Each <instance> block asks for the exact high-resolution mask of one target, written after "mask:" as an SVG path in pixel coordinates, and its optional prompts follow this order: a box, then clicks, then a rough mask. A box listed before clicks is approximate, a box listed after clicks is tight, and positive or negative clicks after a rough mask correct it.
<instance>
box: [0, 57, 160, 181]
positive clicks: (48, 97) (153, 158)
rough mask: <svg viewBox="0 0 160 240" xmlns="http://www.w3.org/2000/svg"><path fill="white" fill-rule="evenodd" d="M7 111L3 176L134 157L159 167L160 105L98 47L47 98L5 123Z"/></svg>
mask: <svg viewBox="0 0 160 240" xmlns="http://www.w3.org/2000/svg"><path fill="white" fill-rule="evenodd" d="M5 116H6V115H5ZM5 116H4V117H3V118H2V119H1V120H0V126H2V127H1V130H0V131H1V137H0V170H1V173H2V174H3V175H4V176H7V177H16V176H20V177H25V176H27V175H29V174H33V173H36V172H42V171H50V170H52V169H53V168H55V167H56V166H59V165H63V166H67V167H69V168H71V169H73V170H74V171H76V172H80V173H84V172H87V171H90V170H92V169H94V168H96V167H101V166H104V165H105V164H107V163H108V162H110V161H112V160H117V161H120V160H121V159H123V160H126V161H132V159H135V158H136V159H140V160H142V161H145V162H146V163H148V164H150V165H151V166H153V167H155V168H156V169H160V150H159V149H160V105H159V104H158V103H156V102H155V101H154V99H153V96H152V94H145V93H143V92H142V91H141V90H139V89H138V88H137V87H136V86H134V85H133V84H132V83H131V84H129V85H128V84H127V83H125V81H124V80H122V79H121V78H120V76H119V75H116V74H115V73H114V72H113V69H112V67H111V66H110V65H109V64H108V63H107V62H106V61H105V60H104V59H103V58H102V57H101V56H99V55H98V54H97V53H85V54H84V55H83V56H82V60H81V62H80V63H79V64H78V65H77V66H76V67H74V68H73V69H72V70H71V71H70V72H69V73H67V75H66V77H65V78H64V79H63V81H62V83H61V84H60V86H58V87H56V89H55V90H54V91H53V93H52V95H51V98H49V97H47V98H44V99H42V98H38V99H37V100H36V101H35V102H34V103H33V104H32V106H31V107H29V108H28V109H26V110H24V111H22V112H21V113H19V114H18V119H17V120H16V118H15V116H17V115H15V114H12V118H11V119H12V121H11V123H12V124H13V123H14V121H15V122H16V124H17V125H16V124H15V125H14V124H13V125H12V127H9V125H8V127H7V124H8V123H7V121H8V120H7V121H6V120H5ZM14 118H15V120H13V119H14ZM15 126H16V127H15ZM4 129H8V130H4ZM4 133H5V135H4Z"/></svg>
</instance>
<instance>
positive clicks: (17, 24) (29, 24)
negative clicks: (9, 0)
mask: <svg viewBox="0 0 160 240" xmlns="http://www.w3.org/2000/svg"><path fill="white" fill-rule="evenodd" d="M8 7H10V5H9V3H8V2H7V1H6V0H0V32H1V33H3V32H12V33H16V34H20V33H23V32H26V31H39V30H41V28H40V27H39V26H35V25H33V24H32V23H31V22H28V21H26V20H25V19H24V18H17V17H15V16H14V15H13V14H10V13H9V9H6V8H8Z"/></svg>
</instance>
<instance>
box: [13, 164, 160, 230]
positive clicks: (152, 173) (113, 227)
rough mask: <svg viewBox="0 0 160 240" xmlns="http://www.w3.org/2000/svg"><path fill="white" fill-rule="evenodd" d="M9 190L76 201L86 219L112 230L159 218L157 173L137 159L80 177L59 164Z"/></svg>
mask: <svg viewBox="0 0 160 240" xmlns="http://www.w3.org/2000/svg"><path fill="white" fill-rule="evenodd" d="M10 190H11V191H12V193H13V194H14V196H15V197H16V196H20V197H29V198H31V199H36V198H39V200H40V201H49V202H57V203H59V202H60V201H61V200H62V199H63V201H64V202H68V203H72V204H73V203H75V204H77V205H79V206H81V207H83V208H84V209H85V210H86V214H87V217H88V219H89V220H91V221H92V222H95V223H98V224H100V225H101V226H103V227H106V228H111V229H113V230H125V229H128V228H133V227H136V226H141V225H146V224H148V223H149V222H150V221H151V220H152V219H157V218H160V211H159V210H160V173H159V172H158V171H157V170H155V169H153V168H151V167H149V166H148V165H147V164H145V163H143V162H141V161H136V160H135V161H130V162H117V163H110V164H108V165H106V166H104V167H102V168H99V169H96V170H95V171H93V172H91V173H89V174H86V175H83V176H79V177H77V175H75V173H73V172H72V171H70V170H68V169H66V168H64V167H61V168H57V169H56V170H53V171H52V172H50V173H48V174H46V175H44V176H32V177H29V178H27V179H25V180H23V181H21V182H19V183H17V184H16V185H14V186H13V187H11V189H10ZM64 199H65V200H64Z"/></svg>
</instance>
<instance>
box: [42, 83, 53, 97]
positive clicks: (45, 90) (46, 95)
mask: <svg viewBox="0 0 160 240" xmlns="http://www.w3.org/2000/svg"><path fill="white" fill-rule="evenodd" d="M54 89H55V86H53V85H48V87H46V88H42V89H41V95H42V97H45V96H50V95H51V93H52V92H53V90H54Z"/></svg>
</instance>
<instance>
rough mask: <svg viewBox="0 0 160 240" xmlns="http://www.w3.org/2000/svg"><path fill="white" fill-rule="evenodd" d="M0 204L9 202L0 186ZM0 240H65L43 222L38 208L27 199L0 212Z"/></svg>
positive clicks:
- - -
Output all of the records above exactly as they appear.

**Exercise output:**
Each <instance> block asks for the exact high-resolution mask of one target, written after "mask:" as an SVG path in pixel coordinates, and its optional prompts follow this order: a box, then clicks, then a rough mask. A box listed before clicks is approximate, a box listed after clicks is tight, and positive or negative clicks after a rough mask correct it.
<instance>
box: [0, 57, 160, 181]
positive clicks: (48, 97) (153, 158)
rough mask: <svg viewBox="0 0 160 240" xmlns="http://www.w3.org/2000/svg"><path fill="white" fill-rule="evenodd" d="M7 111L3 176L134 157L159 167L160 105L98 47L47 98L5 123Z"/></svg>
mask: <svg viewBox="0 0 160 240" xmlns="http://www.w3.org/2000/svg"><path fill="white" fill-rule="evenodd" d="M5 116H6V115H5ZM5 116H4V117H3V118H2V119H1V120H0V126H2V127H1V130H0V131H1V137H0V170H1V173H2V174H3V175H4V176H7V177H16V176H20V177H25V176H27V175H29V174H33V173H36V172H42V171H50V170H52V169H53V168H55V167H56V166H59V165H63V166H67V167H69V168H71V169H73V170H74V171H76V172H80V173H84V172H87V171H90V170H92V169H94V168H96V167H101V166H104V165H105V164H107V163H108V162H110V161H112V160H117V161H120V160H121V159H123V160H126V161H132V159H135V158H136V159H140V160H142V161H145V162H146V163H148V164H150V165H151V166H153V167H155V168H156V169H160V150H159V149H160V105H159V104H158V103H156V102H155V101H154V99H153V96H152V94H145V93H143V92H142V91H141V90H139V89H138V88H137V87H136V86H134V85H133V84H132V83H131V84H129V85H128V84H127V83H125V81H124V80H122V79H121V78H120V76H119V75H116V74H115V73H114V72H113V69H112V67H111V66H110V65H109V64H108V63H107V62H106V61H105V60H104V59H103V58H102V57H101V56H99V55H98V54H97V53H85V54H84V55H83V56H82V60H81V62H80V63H79V64H78V65H77V66H76V67H74V68H73V69H72V70H71V71H70V72H69V73H67V75H66V77H65V78H64V79H63V81H62V83H61V84H60V86H58V87H56V89H55V90H54V91H53V93H52V95H51V98H49V97H47V98H44V99H42V98H38V99H37V100H36V101H35V102H34V103H33V104H32V106H31V107H29V108H28V109H26V110H24V111H22V112H21V113H19V114H18V119H17V120H16V118H15V116H17V115H15V114H12V118H11V119H12V121H11V123H12V124H13V123H14V121H15V122H16V124H17V125H16V124H15V125H14V124H13V125H12V127H9V125H8V127H7V124H8V123H7V121H8V120H7V121H6V120H5ZM14 118H15V120H13V119H14ZM15 126H16V127H15ZM4 129H8V130H4ZM4 133H5V135H4Z"/></svg>
</instance>
<instance>
positive clicks: (17, 24) (29, 24)
negative clicks: (9, 0)
mask: <svg viewBox="0 0 160 240" xmlns="http://www.w3.org/2000/svg"><path fill="white" fill-rule="evenodd" d="M8 7H10V5H9V3H8V2H7V1H6V0H0V32H1V33H3V32H12V33H16V34H20V33H23V32H26V31H39V30H41V28H40V27H39V26H35V25H33V24H32V23H31V22H28V21H26V20H25V19H24V18H17V17H15V16H14V15H13V14H10V13H9V9H6V8H8Z"/></svg>
</instance>
<instance>
box: [13, 164, 160, 230]
positive clicks: (152, 173) (113, 227)
rough mask: <svg viewBox="0 0 160 240" xmlns="http://www.w3.org/2000/svg"><path fill="white" fill-rule="evenodd" d="M9 190L76 201L86 219L112 230L159 218L157 173L137 159L80 177L59 164Z"/></svg>
mask: <svg viewBox="0 0 160 240" xmlns="http://www.w3.org/2000/svg"><path fill="white" fill-rule="evenodd" d="M10 190H11V191H12V193H13V194H14V196H15V197H16V196H20V197H29V198H31V199H36V198H39V200H40V201H49V202H57V203H59V202H60V201H61V200H62V199H63V201H64V202H68V203H72V204H73V203H75V204H77V205H79V206H81V207H83V208H84V209H85V210H86V214H87V217H88V219H89V220H91V221H92V222H95V223H98V224H100V225H101V226H103V227H106V228H111V229H113V230H125V229H128V228H133V227H136V226H141V225H146V224H148V223H149V222H150V221H151V220H152V219H157V218H160V211H159V210H160V173H159V172H158V171H157V170H155V169H153V168H151V167H149V166H148V165H147V164H145V163H143V162H141V161H136V160H135V161H130V162H117V163H110V164H108V165H106V166H104V167H102V168H99V169H96V170H95V171H93V172H91V173H89V174H86V175H83V176H79V177H77V175H75V173H73V172H72V171H70V170H68V169H66V168H64V167H61V168H57V169H56V170H53V171H52V172H50V173H48V174H46V175H44V176H32V177H29V178H27V179H25V180H23V181H21V182H19V183H17V184H16V185H14V186H13V187H11V189H10ZM64 199H65V200H64Z"/></svg>
</instance>
<instance>
box: [42, 83, 53, 97]
positive clicks: (45, 90) (46, 95)
mask: <svg viewBox="0 0 160 240" xmlns="http://www.w3.org/2000/svg"><path fill="white" fill-rule="evenodd" d="M54 89H55V86H53V85H48V87H46V88H42V89H41V95H42V97H45V96H50V95H51V93H52V92H53V90H54Z"/></svg>
</instance>
<instance>
rough mask: <svg viewBox="0 0 160 240" xmlns="http://www.w3.org/2000/svg"><path fill="white" fill-rule="evenodd" d="M0 204L9 202L0 186ZM0 240H65L43 222L38 208L27 199L0 212Z"/></svg>
positive clicks:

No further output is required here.